--- Start of Excerpted data ---

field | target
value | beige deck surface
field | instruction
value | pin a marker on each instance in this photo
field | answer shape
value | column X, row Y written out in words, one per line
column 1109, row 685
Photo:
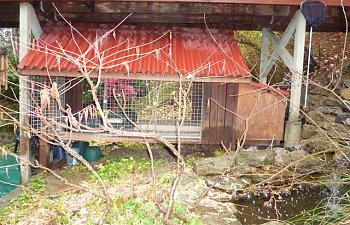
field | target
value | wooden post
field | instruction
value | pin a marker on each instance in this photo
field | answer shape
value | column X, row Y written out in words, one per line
column 293, row 125
column 294, row 63
column 28, row 22
column 264, row 56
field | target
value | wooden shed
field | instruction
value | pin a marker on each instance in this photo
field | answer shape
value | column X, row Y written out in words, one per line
column 141, row 69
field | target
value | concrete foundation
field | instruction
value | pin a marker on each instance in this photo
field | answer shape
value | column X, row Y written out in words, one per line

--- End of Excerpted data ---

▸ **Written problem**: Copy out the listing above line by line, character for character, and leave out the pictures.

▸ **Problem solution**:
field | target
value | beige deck surface
field | instruction
value | pin a marker on each instance in this photo
field | answer shape
value | column X, row Y written out in words, one per line
column 1109, row 685
Photo:
field | target
value | wooden post
field | instruction
value | pin a marker on each instance in this photo
field | answer shape
value | column X, row Y written out in words, one per line
column 293, row 125
column 294, row 63
column 28, row 22
column 264, row 56
field | target
value | wooden shed
field | instruction
value | pin a marker on each instance in this photo
field | answer shape
value | column X, row Y written out in words, one per line
column 141, row 69
field | target
value | concrete foundation
field | instruction
value | pin a marker on each instance in this photo
field | answer shape
value | column X, row Y written out in words, one per line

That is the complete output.